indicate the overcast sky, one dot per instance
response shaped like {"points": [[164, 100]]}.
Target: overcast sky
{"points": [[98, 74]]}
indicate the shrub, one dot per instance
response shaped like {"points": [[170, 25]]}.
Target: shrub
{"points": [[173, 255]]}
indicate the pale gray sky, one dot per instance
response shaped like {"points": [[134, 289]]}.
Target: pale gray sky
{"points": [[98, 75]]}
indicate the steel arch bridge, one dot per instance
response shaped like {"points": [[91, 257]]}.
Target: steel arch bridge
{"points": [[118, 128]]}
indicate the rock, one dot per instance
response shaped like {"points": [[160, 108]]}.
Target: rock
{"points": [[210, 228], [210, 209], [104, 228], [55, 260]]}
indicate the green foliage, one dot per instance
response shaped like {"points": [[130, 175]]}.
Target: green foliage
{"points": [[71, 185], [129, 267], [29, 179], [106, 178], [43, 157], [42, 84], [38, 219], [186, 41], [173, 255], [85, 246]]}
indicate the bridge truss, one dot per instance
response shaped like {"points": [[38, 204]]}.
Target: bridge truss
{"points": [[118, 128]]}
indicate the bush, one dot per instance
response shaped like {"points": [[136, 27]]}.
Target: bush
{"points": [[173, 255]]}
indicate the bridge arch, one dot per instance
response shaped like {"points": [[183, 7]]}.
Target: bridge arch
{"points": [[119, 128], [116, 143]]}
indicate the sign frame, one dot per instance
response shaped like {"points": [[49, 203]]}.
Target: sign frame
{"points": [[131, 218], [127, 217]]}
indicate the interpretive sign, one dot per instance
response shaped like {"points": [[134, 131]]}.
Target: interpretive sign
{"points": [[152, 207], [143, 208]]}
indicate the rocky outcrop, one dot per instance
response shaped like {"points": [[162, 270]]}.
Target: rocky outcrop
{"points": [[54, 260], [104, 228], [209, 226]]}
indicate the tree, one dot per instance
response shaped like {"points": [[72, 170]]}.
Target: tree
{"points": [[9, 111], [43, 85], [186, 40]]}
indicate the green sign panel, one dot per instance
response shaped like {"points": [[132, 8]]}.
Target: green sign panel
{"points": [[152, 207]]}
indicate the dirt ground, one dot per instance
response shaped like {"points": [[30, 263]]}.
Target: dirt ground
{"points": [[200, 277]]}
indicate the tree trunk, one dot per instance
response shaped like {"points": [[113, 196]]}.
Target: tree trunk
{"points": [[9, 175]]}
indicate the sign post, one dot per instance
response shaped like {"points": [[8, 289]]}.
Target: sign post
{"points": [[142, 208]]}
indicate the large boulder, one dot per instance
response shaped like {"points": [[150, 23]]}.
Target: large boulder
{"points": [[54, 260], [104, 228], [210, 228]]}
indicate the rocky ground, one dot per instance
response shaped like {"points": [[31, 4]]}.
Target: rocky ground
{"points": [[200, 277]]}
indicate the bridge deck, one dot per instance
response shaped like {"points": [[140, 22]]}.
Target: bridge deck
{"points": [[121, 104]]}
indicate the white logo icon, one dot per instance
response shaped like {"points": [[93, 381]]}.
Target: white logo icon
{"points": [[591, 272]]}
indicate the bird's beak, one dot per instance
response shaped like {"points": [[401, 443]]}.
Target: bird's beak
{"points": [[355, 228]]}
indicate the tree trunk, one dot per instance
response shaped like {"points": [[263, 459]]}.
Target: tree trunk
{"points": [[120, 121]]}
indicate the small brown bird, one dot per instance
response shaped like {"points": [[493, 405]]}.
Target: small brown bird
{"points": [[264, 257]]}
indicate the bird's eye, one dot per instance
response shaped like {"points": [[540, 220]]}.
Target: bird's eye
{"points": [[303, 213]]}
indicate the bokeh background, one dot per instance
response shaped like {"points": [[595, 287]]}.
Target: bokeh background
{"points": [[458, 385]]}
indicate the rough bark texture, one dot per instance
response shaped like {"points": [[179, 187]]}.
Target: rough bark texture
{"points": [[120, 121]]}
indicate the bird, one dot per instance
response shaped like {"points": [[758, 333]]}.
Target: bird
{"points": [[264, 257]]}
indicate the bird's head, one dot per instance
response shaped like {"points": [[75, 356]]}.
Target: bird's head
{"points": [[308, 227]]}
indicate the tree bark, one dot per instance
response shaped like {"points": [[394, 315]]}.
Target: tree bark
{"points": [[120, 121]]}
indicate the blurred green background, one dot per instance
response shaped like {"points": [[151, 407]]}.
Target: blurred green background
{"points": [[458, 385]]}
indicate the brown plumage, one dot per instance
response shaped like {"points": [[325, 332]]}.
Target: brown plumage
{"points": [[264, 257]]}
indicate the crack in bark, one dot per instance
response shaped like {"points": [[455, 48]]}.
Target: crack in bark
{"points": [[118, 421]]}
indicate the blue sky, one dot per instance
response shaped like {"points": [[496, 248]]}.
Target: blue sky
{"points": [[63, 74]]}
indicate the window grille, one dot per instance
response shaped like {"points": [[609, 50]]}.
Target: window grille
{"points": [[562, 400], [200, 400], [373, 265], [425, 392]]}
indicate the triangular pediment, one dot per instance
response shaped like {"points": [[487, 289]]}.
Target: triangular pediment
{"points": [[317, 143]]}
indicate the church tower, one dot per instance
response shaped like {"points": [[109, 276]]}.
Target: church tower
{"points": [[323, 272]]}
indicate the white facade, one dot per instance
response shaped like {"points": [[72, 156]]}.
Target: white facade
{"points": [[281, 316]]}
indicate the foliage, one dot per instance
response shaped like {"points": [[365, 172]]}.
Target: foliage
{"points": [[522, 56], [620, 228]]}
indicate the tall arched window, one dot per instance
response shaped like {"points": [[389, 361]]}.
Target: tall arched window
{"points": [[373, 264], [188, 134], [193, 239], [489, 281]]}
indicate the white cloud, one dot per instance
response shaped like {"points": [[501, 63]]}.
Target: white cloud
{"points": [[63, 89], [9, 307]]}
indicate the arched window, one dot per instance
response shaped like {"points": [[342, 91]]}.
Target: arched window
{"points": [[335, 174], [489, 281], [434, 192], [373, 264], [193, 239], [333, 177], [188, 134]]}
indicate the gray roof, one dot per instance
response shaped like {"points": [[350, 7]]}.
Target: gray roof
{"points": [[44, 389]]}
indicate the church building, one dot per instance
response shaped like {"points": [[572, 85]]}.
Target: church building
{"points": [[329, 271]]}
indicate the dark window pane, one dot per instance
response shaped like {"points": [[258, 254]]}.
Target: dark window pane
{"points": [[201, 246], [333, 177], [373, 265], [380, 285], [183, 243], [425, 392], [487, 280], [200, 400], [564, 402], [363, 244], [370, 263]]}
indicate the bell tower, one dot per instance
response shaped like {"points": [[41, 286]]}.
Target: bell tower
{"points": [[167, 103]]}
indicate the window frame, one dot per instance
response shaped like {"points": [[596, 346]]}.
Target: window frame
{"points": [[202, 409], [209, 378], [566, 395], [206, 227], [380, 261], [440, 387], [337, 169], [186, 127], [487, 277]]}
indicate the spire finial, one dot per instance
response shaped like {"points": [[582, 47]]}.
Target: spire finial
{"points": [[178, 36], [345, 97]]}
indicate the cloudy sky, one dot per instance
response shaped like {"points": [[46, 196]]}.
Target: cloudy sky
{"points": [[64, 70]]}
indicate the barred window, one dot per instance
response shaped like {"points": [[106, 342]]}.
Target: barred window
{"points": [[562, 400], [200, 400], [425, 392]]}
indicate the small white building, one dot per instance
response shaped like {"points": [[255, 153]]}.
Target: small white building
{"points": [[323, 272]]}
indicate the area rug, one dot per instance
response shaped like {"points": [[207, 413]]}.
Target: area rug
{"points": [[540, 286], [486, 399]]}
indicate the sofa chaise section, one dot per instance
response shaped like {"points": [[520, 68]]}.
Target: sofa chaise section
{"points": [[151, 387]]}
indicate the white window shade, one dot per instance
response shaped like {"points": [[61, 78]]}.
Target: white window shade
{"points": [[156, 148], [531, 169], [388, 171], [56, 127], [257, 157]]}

**GOAL OF THE EXERCISE:**
Everything from the line that contains "indicate the small white" through the end of the records must be duplicated exactly, and nothing outside that range.

**FULL SOLUTION:**
indicate the small white building, one dot per instance
response shaped like {"points": [[255, 153]]}.
Target: small white building
{"points": [[323, 272]]}
indicate the area rug, one dot per instance
response shaped like {"points": [[207, 413]]}.
Target: area rug
{"points": [[540, 286], [486, 399]]}
indicate the sofa chaise section, one dot per instance
response shaped like {"points": [[520, 68]]}.
Target: sofa chaise section
{"points": [[151, 387]]}
indicate the white window shade, one dot per instance
response shaped like {"points": [[61, 78]]}.
Target: white window shade
{"points": [[156, 148], [531, 169], [388, 171], [56, 127], [257, 157]]}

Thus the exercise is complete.